**Problem:** Give the records back in full, exactly as they read.

(Collected data)
*****
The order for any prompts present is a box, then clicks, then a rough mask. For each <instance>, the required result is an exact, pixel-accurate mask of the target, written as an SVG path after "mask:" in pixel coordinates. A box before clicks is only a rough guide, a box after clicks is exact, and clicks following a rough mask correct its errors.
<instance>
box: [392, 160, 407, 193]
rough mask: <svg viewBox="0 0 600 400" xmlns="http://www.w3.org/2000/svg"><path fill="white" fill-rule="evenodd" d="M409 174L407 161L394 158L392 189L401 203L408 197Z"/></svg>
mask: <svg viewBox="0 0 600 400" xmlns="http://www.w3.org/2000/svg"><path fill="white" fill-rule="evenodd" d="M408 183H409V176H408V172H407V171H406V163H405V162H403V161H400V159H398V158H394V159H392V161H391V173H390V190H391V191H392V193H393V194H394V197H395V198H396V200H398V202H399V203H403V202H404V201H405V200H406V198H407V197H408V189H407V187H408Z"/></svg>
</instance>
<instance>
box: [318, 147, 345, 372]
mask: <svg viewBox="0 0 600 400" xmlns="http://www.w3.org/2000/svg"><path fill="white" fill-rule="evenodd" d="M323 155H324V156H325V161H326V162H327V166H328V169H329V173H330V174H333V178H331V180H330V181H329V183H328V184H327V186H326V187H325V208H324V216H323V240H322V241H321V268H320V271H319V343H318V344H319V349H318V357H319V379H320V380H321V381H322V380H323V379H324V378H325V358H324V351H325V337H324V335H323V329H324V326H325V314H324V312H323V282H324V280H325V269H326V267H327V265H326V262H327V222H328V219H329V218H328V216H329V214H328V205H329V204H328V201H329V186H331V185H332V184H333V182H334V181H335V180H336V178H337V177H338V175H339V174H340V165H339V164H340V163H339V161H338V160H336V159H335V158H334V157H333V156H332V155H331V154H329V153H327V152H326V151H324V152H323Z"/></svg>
*****
**Solution to this exercise:**
The order for any prompts present is a box, then clicks, then a rough mask. For each <instance>, the required result is an exact, pixel-accurate mask of the target, written as an SVG path after "mask:" in pixel coordinates. A box before clicks is only a rough guide, a box after clicks is exact, and clicks following a rough mask correct its errors.
<instance>
box: [392, 160, 407, 193]
rough mask: <svg viewBox="0 0 600 400" xmlns="http://www.w3.org/2000/svg"><path fill="white" fill-rule="evenodd" d="M409 174L407 161L394 158L392 189L401 203L408 197Z"/></svg>
mask: <svg viewBox="0 0 600 400" xmlns="http://www.w3.org/2000/svg"><path fill="white" fill-rule="evenodd" d="M408 183H409V176H408V172H407V171H406V163H405V162H403V161H400V159H398V158H394V159H392V161H391V173H390V190H391V191H392V193H393V194H394V197H395V198H396V200H398V202H399V203H403V202H404V201H405V200H406V198H407V197H408V189H407V187H408Z"/></svg>
</instance>
<instance>
box: [318, 147, 345, 372]
mask: <svg viewBox="0 0 600 400" xmlns="http://www.w3.org/2000/svg"><path fill="white" fill-rule="evenodd" d="M323 155H324V156H325V161H326V162H327V166H328V169H329V173H330V174H333V178H331V180H330V181H329V183H328V184H327V186H326V187H325V208H324V216H323V240H322V241H321V268H320V271H319V343H318V344H319V349H318V357H319V379H320V380H321V381H322V380H323V379H324V378H325V358H324V351H325V337H324V335H323V329H324V326H325V314H324V312H323V282H324V280H325V269H326V267H327V265H326V262H327V222H328V219H329V218H328V216H329V214H328V205H329V204H328V201H329V186H331V185H332V184H333V182H334V181H335V180H336V178H337V177H338V175H339V174H340V165H339V164H340V163H339V161H338V160H336V159H335V158H334V157H333V156H332V155H331V154H329V153H327V152H326V151H324V152H323Z"/></svg>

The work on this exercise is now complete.